WHAT THIS TASK INVOLVES
Copy out all the records, word for word.

[start INFORMATION SHOWN]

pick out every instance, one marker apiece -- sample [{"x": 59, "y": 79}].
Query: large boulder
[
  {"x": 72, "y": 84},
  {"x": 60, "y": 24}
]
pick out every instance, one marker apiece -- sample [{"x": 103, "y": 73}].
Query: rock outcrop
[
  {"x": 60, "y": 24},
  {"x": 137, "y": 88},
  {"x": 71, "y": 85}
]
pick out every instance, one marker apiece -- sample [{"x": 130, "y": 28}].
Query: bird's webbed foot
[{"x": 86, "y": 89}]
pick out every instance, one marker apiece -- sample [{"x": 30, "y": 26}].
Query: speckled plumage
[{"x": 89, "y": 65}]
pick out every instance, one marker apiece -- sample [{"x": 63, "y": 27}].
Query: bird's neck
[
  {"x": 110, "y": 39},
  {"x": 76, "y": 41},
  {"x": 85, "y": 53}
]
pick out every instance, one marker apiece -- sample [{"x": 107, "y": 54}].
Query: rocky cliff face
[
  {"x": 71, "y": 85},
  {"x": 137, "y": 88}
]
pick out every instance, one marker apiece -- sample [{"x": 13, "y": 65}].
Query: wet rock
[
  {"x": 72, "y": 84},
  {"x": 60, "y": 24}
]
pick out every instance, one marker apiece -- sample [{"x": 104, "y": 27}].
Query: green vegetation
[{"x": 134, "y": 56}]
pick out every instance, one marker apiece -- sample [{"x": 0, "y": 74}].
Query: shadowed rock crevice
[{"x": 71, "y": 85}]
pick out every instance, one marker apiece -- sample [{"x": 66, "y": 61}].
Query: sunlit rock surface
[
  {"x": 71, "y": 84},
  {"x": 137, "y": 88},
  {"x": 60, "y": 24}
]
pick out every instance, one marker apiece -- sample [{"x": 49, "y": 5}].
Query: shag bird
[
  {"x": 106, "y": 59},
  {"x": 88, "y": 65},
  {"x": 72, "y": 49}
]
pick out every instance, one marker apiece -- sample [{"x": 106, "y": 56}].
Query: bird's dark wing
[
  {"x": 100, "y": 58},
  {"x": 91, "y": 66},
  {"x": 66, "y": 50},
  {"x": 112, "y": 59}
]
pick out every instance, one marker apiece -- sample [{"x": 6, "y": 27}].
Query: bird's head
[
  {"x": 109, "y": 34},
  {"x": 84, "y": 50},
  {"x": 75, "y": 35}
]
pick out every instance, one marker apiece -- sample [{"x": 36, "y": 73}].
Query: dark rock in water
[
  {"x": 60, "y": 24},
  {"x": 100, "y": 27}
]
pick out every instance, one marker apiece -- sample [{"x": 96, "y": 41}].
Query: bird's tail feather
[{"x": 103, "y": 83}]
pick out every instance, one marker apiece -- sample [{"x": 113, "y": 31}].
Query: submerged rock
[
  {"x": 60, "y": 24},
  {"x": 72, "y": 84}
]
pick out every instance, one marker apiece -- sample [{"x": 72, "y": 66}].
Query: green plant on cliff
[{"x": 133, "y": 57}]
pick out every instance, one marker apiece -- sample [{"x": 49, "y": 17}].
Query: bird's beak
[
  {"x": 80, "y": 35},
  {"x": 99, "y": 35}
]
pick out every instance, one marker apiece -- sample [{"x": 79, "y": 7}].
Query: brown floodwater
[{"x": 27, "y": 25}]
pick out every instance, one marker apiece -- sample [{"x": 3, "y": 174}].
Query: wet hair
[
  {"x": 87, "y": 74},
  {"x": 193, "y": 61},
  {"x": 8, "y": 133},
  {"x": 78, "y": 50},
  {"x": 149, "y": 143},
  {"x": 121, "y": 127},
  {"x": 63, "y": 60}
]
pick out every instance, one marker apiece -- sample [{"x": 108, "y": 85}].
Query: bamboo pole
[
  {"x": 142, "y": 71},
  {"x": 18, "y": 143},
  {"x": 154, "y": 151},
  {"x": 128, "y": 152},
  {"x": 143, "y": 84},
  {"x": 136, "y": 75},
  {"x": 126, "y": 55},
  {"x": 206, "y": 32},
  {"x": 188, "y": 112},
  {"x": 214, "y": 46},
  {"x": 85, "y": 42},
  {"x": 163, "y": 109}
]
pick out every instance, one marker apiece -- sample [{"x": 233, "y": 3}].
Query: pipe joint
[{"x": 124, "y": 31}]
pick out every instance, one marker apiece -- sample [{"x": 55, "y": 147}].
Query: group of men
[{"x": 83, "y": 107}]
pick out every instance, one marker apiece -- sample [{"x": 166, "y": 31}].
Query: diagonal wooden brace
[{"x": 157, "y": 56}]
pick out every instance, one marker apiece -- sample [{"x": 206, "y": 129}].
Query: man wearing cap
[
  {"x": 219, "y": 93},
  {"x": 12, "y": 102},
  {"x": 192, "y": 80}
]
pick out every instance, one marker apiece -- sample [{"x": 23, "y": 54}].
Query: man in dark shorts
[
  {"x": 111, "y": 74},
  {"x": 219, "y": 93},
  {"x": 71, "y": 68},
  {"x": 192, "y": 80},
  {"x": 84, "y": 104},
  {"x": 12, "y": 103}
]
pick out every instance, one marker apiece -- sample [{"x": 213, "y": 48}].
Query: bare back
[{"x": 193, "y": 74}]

[end INFORMATION SHOWN]

FINAL RESULT
pick out every instance, one marker apiece -- sample [{"x": 59, "y": 79}].
Query: large boulder
[
  {"x": 72, "y": 84},
  {"x": 60, "y": 24}
]
pick out every instance, one marker apiece -- sample [{"x": 103, "y": 73}].
Query: rock outcrop
[
  {"x": 60, "y": 24},
  {"x": 137, "y": 88},
  {"x": 71, "y": 85}
]
pick out every instance, one marker apiece -- sample [{"x": 130, "y": 28}].
Query: bird's webbed foot
[{"x": 86, "y": 89}]
pick out every instance, one marker apiece -- sample [{"x": 30, "y": 26}].
Query: speckled plumage
[{"x": 89, "y": 65}]
pick out every instance, one marker apiece -- sample [{"x": 63, "y": 27}].
Query: bird's neck
[
  {"x": 110, "y": 39},
  {"x": 76, "y": 41},
  {"x": 85, "y": 53}
]
pick out every instance, one marker apiece -- sample [{"x": 107, "y": 54}].
Query: rocky cliff face
[
  {"x": 71, "y": 85},
  {"x": 137, "y": 88}
]
pick out every instance, one marker apiece -- sample [{"x": 13, "y": 65}].
Query: wet rock
[
  {"x": 72, "y": 84},
  {"x": 60, "y": 24}
]
pick out every instance, one marker apiece -- sample [{"x": 104, "y": 27}].
Query: green vegetation
[{"x": 134, "y": 56}]
pick out every instance, one marker apiece -- sample [{"x": 0, "y": 74}].
Query: shadowed rock crevice
[{"x": 71, "y": 85}]
pick out every instance, one marker apiece -- sample [{"x": 66, "y": 61}].
Query: sunlit rock surface
[
  {"x": 71, "y": 84},
  {"x": 137, "y": 88},
  {"x": 60, "y": 24}
]
pick out every instance, one marker apiece -- sample [{"x": 49, "y": 5}].
Query: shag bird
[
  {"x": 106, "y": 59},
  {"x": 88, "y": 65},
  {"x": 72, "y": 49}
]
pick out every instance, one marker apiece -- sample [{"x": 106, "y": 56}].
Query: bird's dark wing
[
  {"x": 100, "y": 58},
  {"x": 91, "y": 66},
  {"x": 66, "y": 50},
  {"x": 112, "y": 59}
]
pick out every instance, one marker apiece -- sample [{"x": 6, "y": 27}].
Query: bird's head
[
  {"x": 109, "y": 34},
  {"x": 84, "y": 50},
  {"x": 75, "y": 35}
]
pick out every instance, one marker apiece -- sample [{"x": 36, "y": 73}].
Query: dark rock in water
[
  {"x": 60, "y": 24},
  {"x": 100, "y": 27}
]
pick out every instance, one marker apiece -- sample [{"x": 96, "y": 41}].
Query: bird's tail feather
[{"x": 103, "y": 83}]
pick out every instance, one marker apiece -- sample [{"x": 113, "y": 31}].
Query: submerged rock
[
  {"x": 60, "y": 24},
  {"x": 72, "y": 84}
]
pick out every instance, one marker apiece -- sample [{"x": 72, "y": 66}].
Query: green plant on cliff
[{"x": 133, "y": 57}]
pick out every instance, one marker apiece -- sample [{"x": 49, "y": 17}].
Query: bird's beak
[
  {"x": 80, "y": 35},
  {"x": 99, "y": 35}
]
pick out every instance, one marker apiece -- sample [{"x": 79, "y": 7}].
Query: brown floodwater
[{"x": 27, "y": 25}]
pick out every instance, one marker apiece -- sample [{"x": 3, "y": 174}].
Query: wet hair
[
  {"x": 87, "y": 74},
  {"x": 193, "y": 61},
  {"x": 8, "y": 133},
  {"x": 78, "y": 50},
  {"x": 149, "y": 143},
  {"x": 121, "y": 127},
  {"x": 63, "y": 60}
]
pick out every instance, one marker apiece -- sample [{"x": 108, "y": 85}].
Query: bamboo pole
[
  {"x": 142, "y": 71},
  {"x": 18, "y": 143},
  {"x": 154, "y": 151},
  {"x": 128, "y": 152},
  {"x": 143, "y": 84},
  {"x": 136, "y": 75},
  {"x": 126, "y": 55},
  {"x": 206, "y": 32},
  {"x": 188, "y": 112},
  {"x": 214, "y": 46},
  {"x": 85, "y": 42},
  {"x": 163, "y": 109}
]
pick out every instance, one marker apiece -- sample [{"x": 233, "y": 3}].
Query: pipe joint
[{"x": 124, "y": 31}]
pick out every instance, one marker apiece -- sample [{"x": 55, "y": 147}].
Query: group of men
[{"x": 83, "y": 107}]
pick out every instance, one marker apiece -- sample [{"x": 166, "y": 31}].
Query: diagonal wooden brace
[{"x": 157, "y": 56}]
pick out every instance, one marker apiece -- sample [{"x": 206, "y": 129}].
Query: man wearing cap
[
  {"x": 219, "y": 93},
  {"x": 12, "y": 102},
  {"x": 192, "y": 80}
]
pick out every instance, one marker apiece -- sample [{"x": 23, "y": 54}].
Query: man in dark shorts
[
  {"x": 111, "y": 74},
  {"x": 219, "y": 93},
  {"x": 71, "y": 68},
  {"x": 192, "y": 80},
  {"x": 84, "y": 104},
  {"x": 12, "y": 103}
]
pick out every instance, one marker apiece -- sample [{"x": 213, "y": 48}].
Query: bare back
[{"x": 193, "y": 74}]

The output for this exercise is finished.